:: Data entries

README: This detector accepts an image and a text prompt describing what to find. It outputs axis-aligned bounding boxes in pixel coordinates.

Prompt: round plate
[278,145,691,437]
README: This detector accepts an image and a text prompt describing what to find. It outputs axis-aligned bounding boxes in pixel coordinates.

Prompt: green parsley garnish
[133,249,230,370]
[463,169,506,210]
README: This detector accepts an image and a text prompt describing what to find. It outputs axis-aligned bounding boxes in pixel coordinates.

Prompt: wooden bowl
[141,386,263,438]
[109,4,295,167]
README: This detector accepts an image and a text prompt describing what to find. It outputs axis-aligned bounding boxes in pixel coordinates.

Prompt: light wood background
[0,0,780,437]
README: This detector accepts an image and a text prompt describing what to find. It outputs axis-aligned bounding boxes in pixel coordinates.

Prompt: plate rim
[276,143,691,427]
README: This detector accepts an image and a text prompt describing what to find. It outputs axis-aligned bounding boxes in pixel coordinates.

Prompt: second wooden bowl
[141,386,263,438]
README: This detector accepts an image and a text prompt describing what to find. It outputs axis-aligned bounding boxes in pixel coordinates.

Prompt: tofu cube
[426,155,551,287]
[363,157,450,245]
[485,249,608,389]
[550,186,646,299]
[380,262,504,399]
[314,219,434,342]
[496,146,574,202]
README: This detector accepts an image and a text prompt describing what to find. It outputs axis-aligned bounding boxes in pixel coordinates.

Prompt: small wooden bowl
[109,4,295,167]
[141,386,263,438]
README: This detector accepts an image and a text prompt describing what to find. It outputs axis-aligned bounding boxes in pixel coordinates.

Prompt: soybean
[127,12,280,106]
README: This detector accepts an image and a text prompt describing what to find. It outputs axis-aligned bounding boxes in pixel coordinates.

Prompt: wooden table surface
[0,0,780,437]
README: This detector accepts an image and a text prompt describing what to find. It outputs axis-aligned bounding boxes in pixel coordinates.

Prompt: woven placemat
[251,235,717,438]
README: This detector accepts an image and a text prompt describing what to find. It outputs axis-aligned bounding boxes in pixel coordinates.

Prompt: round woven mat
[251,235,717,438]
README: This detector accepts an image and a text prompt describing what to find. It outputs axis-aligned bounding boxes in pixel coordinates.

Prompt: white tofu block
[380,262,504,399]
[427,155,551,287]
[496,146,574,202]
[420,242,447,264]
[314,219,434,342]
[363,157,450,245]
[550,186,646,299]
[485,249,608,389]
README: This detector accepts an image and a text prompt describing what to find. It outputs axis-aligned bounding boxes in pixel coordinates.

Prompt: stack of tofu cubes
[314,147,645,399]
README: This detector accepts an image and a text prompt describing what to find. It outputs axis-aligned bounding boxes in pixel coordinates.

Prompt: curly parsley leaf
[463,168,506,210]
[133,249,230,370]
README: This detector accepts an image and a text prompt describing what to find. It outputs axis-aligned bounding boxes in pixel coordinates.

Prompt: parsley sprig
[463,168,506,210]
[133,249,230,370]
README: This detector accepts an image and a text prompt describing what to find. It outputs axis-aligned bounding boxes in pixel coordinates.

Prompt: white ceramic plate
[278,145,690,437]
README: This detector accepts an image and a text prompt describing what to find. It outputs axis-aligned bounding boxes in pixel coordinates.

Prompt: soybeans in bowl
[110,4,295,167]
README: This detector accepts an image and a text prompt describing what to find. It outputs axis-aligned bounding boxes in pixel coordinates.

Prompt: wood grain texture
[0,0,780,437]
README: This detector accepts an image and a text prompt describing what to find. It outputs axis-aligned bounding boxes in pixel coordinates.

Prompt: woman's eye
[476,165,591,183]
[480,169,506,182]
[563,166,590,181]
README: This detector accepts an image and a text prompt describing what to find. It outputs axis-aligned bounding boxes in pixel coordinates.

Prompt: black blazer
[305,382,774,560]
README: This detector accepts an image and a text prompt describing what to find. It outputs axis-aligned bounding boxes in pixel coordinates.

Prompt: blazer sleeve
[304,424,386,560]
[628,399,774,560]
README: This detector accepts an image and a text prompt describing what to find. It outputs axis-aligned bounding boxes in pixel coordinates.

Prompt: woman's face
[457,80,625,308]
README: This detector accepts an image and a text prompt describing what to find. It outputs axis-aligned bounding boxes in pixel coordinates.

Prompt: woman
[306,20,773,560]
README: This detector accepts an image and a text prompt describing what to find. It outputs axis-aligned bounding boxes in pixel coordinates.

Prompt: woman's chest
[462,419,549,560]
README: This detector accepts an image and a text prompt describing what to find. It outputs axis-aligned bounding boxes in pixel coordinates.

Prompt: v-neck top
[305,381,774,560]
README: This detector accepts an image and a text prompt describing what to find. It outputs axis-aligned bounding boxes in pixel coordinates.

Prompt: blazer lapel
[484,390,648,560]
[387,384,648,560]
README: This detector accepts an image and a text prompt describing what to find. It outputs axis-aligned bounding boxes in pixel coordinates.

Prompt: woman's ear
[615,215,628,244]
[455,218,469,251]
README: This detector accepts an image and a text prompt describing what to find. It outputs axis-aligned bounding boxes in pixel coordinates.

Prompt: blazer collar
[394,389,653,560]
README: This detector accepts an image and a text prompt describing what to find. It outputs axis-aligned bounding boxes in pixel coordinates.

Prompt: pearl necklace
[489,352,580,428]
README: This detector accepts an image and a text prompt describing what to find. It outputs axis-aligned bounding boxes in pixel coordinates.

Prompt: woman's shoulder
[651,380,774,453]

::::

Please count how many lines in the data above contain the word "wooden", and reply with only that number.

Expected answer: 4